* The problem: Count the lines in the records below that contain the word "throw". Give only the number.

┌────────

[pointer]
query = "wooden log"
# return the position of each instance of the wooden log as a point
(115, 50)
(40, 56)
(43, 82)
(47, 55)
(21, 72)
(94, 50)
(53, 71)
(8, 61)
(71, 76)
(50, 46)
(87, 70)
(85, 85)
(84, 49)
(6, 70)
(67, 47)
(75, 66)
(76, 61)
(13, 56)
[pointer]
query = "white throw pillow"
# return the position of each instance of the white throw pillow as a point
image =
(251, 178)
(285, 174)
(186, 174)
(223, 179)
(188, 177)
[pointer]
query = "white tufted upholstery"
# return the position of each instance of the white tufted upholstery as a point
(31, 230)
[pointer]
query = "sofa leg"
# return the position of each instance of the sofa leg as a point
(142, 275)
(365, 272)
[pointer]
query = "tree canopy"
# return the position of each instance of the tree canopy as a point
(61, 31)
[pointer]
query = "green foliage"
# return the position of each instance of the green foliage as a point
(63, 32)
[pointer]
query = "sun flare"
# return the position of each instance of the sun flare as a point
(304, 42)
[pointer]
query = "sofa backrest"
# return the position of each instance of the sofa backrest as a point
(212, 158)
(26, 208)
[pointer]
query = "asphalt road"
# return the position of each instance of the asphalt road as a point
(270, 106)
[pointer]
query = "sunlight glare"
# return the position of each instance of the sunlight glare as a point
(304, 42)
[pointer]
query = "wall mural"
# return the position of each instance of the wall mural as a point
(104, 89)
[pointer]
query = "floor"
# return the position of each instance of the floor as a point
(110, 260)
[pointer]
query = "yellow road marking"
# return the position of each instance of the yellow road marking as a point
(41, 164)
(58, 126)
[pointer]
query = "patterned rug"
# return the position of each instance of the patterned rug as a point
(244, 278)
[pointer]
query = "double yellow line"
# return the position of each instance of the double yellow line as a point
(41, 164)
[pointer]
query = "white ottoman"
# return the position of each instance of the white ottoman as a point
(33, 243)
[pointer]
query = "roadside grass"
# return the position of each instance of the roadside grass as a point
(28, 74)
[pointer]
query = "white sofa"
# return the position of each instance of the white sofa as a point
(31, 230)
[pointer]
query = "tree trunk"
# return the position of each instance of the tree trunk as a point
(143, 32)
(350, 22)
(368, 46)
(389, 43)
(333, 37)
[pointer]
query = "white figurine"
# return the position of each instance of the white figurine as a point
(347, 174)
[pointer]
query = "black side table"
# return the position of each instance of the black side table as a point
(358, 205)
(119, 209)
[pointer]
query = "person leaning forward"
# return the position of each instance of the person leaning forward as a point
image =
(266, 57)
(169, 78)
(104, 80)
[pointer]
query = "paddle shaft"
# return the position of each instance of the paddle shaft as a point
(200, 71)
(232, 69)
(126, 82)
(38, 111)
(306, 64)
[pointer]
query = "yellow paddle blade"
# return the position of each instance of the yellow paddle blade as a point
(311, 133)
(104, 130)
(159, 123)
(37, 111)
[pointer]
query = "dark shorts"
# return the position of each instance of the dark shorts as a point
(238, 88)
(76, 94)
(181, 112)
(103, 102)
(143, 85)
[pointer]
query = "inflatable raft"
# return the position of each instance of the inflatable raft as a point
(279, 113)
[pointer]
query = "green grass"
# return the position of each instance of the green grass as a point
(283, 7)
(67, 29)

└────────

* Task solution: 2